▸ **Supplied data**

- - -

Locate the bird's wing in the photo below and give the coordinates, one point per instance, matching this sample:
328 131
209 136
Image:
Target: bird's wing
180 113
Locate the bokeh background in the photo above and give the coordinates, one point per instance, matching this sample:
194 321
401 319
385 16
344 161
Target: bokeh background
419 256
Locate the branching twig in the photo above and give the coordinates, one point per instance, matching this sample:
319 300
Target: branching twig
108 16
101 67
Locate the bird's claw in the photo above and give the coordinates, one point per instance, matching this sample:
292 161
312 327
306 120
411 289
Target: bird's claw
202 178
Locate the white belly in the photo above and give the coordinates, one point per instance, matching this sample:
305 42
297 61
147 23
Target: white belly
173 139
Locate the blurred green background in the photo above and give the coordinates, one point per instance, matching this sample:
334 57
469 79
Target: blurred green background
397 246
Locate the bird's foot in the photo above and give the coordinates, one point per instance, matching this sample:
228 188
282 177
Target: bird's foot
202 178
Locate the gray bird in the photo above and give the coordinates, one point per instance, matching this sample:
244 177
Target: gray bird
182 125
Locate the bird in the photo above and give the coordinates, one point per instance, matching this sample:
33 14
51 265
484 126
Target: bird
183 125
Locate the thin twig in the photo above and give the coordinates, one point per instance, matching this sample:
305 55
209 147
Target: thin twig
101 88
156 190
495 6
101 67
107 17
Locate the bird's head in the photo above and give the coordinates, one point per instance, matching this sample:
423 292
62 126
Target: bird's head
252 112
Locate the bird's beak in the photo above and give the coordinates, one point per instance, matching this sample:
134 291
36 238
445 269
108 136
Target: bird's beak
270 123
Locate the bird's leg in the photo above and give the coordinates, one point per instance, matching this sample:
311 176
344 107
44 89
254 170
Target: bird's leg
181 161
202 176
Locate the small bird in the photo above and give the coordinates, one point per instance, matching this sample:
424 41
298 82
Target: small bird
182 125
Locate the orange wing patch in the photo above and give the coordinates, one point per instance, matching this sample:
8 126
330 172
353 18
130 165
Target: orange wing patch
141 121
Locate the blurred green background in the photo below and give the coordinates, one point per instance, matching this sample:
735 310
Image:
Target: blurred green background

- - -

▸ **What the task asks**
How many lines of the records contain the word "below"? Reply with the number and nothing else.

▸ **Your solution**
2